Work task:
Could you write out the whole listing exactly as it appears?

---------------

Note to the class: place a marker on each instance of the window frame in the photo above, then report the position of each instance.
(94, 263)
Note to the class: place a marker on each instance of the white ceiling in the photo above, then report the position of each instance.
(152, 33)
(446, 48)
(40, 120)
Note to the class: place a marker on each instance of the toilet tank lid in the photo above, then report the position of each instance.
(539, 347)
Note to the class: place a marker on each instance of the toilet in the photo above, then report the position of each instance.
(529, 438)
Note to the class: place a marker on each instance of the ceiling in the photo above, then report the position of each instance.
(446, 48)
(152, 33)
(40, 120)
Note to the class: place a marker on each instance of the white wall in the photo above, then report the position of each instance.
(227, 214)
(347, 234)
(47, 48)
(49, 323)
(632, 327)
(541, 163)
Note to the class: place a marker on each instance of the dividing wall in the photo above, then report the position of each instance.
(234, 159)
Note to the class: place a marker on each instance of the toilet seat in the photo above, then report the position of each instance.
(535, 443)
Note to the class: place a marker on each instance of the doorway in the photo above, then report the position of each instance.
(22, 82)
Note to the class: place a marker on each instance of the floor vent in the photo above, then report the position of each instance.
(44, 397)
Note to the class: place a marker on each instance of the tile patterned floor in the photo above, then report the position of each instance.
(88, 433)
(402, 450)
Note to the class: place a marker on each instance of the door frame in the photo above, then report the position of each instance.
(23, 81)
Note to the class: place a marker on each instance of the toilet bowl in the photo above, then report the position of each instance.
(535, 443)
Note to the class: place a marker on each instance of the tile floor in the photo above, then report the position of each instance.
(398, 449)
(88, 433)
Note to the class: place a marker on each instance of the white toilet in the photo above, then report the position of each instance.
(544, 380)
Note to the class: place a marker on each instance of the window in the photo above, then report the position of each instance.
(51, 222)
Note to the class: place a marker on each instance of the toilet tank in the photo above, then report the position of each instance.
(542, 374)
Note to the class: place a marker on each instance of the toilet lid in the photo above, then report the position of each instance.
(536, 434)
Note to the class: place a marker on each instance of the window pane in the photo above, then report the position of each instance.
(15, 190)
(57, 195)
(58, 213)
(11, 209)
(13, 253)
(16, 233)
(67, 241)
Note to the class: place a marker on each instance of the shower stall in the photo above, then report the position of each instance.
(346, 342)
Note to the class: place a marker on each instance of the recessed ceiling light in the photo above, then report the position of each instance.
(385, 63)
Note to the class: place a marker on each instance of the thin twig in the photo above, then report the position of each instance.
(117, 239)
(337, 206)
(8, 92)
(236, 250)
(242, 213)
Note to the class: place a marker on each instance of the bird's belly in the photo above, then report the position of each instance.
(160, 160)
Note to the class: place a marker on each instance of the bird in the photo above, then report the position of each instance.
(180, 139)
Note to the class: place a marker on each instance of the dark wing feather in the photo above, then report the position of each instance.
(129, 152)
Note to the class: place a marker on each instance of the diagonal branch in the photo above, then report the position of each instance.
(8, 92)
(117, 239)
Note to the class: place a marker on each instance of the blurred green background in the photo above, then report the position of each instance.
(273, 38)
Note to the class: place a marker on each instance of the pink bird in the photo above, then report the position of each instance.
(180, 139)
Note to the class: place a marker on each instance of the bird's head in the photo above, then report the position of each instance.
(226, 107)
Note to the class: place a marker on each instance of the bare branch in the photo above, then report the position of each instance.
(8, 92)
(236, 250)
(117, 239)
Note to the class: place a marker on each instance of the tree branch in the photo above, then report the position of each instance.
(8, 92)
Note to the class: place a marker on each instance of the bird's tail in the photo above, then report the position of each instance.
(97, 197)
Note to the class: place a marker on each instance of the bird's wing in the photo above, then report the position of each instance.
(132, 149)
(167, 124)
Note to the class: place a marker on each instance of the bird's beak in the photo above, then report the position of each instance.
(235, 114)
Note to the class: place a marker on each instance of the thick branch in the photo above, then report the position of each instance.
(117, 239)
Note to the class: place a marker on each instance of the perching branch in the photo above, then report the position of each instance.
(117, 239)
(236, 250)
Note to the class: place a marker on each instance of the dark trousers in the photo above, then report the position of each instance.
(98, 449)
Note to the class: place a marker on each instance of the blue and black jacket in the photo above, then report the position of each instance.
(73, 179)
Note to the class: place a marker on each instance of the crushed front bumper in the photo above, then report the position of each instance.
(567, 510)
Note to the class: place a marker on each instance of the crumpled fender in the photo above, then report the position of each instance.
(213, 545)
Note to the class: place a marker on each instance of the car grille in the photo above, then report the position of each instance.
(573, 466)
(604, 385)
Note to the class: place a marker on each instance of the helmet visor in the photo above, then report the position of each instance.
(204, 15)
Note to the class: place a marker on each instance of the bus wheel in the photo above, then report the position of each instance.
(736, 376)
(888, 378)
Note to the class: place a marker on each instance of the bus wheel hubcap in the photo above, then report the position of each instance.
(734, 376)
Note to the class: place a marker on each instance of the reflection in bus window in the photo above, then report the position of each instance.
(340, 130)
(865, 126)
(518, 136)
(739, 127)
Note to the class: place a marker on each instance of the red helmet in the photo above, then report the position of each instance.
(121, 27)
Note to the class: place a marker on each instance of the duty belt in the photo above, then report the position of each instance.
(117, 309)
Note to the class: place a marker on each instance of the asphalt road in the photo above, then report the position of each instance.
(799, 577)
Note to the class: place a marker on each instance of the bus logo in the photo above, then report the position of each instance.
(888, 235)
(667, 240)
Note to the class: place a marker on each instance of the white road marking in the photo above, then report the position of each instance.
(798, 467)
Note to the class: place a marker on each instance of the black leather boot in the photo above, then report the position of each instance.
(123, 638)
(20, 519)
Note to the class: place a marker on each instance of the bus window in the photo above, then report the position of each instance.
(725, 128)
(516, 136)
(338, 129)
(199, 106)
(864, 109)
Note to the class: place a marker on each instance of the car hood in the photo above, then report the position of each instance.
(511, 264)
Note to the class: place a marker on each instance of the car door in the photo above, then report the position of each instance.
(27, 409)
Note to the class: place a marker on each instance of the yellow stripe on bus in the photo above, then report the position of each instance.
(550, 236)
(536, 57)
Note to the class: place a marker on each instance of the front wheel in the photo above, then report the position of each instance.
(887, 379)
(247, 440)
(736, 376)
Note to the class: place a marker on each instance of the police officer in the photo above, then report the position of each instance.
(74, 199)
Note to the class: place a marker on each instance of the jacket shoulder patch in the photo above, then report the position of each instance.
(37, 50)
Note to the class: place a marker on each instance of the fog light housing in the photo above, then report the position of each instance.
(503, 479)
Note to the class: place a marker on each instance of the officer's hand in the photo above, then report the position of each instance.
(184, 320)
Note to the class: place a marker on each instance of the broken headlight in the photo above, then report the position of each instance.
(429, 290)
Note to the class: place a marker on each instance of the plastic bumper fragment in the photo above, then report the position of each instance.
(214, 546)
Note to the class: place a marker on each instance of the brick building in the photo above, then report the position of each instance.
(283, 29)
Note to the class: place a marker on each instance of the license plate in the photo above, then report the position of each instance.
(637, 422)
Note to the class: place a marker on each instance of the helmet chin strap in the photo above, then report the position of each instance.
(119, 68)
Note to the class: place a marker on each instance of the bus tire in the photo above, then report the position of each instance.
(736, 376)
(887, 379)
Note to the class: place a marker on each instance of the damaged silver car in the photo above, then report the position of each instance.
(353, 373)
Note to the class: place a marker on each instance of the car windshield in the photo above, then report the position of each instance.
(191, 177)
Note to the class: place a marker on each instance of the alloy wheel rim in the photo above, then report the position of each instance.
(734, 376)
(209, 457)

---------------

Exercise answer:
Note to the class: place a marker on each instance of the window frame in the photo above, then report the position of each instance.
(94, 263)
Note to the class: place a marker on each instance of the white ceiling in the photo above, then report the position of each instance.
(152, 33)
(446, 48)
(40, 120)
Note to the class: place a marker on each instance of the toilet tank lid in the photo above, then report the position of each instance.
(539, 347)
Note to the class: place a marker on each instance of the toilet in the photo above, then report the position of each instance.
(529, 438)
Note to the class: place a marker on each instance of the ceiling in the photo above, then report the position of each instance.
(446, 48)
(152, 33)
(40, 120)
Note to the class: place a marker on each instance of the white wall in the photo above, then report the position of each instance.
(227, 214)
(347, 234)
(47, 48)
(49, 323)
(632, 327)
(541, 163)
Note to the class: place a marker on each instance of the dividing wall in the photo above, then report the position of each instance.
(234, 159)
Note to the class: place a marker on each instance of the toilet seat in the photo above, then report the position of each instance.
(535, 443)
Note to the class: place a marker on each instance of the doorway in the photo above, then report the position of each instance.
(22, 82)
Note to the class: place a marker on each instance of the floor vent in the photo above, then report the position of each instance.
(44, 397)
Note to the class: place a marker on each instance of the tile patterned floor in the photo above, then report the position of each instance.
(88, 433)
(402, 450)
Note to the class: place a marker on each instance of the door frame in the photo above, then report the position of each instance.
(23, 81)
Note to the class: place a marker on each instance of the toilet bowl in the photo above, then report the position of each instance.
(535, 443)
Note to the class: place a marker on each instance of the tile floor in the photo above, then report the position of each instance.
(398, 449)
(88, 433)
Note to the class: place a marker on each instance of the white toilet in the photo above, then report the position of each instance.
(544, 380)
Note to the class: place a marker on each instance of the window in the photo above, then report the position of each instance.
(51, 222)
Note to the class: place a marker on each instance of the toilet tank in the photo above, then report the position of each instance.
(542, 374)
Note to the class: place a marker on each instance of the toilet lid in the photo above, then report the position of each instance.
(536, 434)
Note to the class: place a marker on each instance of the window pane in the photo above, then report the position of each instance.
(15, 190)
(57, 195)
(58, 213)
(11, 209)
(13, 253)
(16, 233)
(67, 241)
Note to the class: place a marker on each instance of the shower stall in the photo above, then report the position of each instance.
(346, 342)
Note to the class: place a marker on each instance of the recessed ceiling light in the photo above, then report the position of each instance.
(385, 63)
Note to the class: place a marker on each instance of the thin twig in the photo above, then report the position of each instance.
(117, 239)
(337, 206)
(8, 92)
(236, 250)
(242, 213)
Note to the class: place a marker on each instance of the bird's belly in the photo above, then report the position of each instance.
(160, 160)
Note to the class: place a marker on each instance of the bird in the photo above, then report the position of each instance.
(180, 139)
Note to the class: place a marker on each instance of the dark wing feather in the photo above, then report the position of each instance.
(129, 152)
Note to the class: place a marker on each instance of the diagonal branch in the photo above, then report the position of each instance.
(8, 92)
(117, 239)
Note to the class: place a marker on each instance of the blurred green background in the photo above, then report the position of each instance.
(273, 38)
Note to the class: place a marker on each instance of the pink bird in the photo above, then report the position of each instance.
(180, 139)
Note to the class: place a marker on each instance of the bird's head in the photo above, then report the position of each instance.
(226, 107)
Note to the class: place a marker on each instance of the bare branch in the photo above, then report the position of each instance.
(8, 92)
(236, 250)
(117, 239)
Note to the class: place a marker on each instance of the tree branch in the photo above, then report the position of each instance.
(8, 92)
Note to the class: place a marker on each instance of the bird's tail in the photo above, then report the position of each instance.
(97, 197)
Note to the class: place a marker on each instance of the bird's wing in the photo above, then report the position of each instance.
(132, 149)
(167, 124)
Note to the class: place a marker on each instance of the bird's beak in the photo above, then report the position of each instance.
(235, 114)
Note to the class: place a marker on each instance of the thick branch in the photo above, then report the position of each instance.
(117, 239)
Note to the class: place a marker on each instance of the perching branch in the photo above, then report the position of each instance.
(117, 239)
(236, 250)
Note to the class: place a marker on each instance of the dark trousers in the photo above, then report the position of each instance.
(98, 449)
Note to the class: place a marker on each instance of the blue and black jacket in the photo above, then report the position of each instance.
(73, 179)
Note to the class: place a marker on each instance of the crushed front bumper in the photo above, then report the position of each instance.
(567, 510)
Note to the class: place a marker on each instance of the crumpled fender in the photo above, then report the position of each instance.
(213, 545)
Note to the class: place a marker on each instance of the car grille in the photo above, then report the position of each instance.
(573, 466)
(604, 385)
Note to the class: place a marker on each instance of the helmet visor in the photo above, then report the position of each instance.
(204, 15)
Note to the class: place a marker on each instance of the bus wheel in the photo above, then report the position of each instance.
(736, 376)
(888, 378)
Note to the class: place a marker on each instance of the bus wheel hubcap in the photo above, then report the position of each instance.
(734, 376)
Note to the class: place a marker on each instance of the reflection in bus window in the photo above, then report the position of each instance.
(340, 130)
(865, 126)
(518, 136)
(739, 127)
Note to the class: place a marker on each instance of the red helmet in the photo above, then report the position of each instance.
(121, 27)
Note to the class: place a marker on each instance of the duty belt in the photo above, then report the position of each instance.
(117, 309)
Note to the class: place a marker on each instance of the asphalt road in the photo above, then report the position of each instance.
(799, 577)
Note to the class: place a marker on each instance of the bus logo in the photo above, then report the position of each instance.
(888, 235)
(667, 240)
Note to the class: place a marker on each instance of the white road marking in the photo above, then report the position of each instance.
(798, 467)
Note to the class: place a marker on each instance of the black leather boot in the photo above, then report the position of each instance.
(123, 638)
(20, 519)
Note to the class: place a marker on each instance of the bus window in the photo above, then report the position of each instance.
(725, 128)
(516, 136)
(338, 129)
(199, 106)
(864, 109)
Note to the class: place a marker on each instance of the car hood in the photo above, then report the position of each instance.
(511, 264)
Note to the class: place a marker on each instance of the car door in the photo above, then report the position of each instance.
(27, 409)
Note to the class: place a marker on each instance of the yellow stripe on bus in the photo above, then report the position of each instance.
(550, 236)
(536, 57)
Note to the class: place a marker on each instance of the front wheel in the photo above, then report the position of each instance.
(887, 379)
(247, 440)
(736, 376)
Note to the class: place a marker on each instance of the police officer in the photo above, then report the position of each instance.
(74, 199)
Note to the class: place a marker on each instance of the jacket shoulder patch in the photo above, then report the position of each instance.
(37, 50)
Note to the class: place a marker on each instance of the fog light housing in the photo above, then report the position of each instance.
(503, 479)
Note to the class: place a marker on each instance of the officer's hand in the photo above, then report the position of each instance.
(184, 320)
Note to the class: place a marker on each instance of the broken headlight in the photo above, then report the position of each instance.
(429, 290)
Note to the class: place a marker on each instance of the plastic bumper fragment in the photo above, then report the position of each instance.
(214, 546)
Note to the class: place a marker on each instance of the brick building in the photo above, then report the position of each instance.
(283, 29)
Note to the class: place a marker on each instance of the license plate in the photo above, then report the position of each instance.
(637, 422)
Note to the class: place a marker on each instance of the helmet chin strap in the photo above, then report the position of each instance.
(119, 68)
Note to the class: place a marker on each instance of the bus tire in the photo above, then report the position of each instance.
(736, 376)
(887, 379)
Note to the class: place a marker on each instance of the damaged silver car in the photo above, then report the position of each instance.
(353, 373)
Note to the class: place a marker on each instance of the car windshield in the photo above, then report the position of each instance.
(191, 177)
Note to the class: place a marker on each instance of the alloy wheel rim in the photo above, then report the position of each instance.
(734, 376)
(209, 457)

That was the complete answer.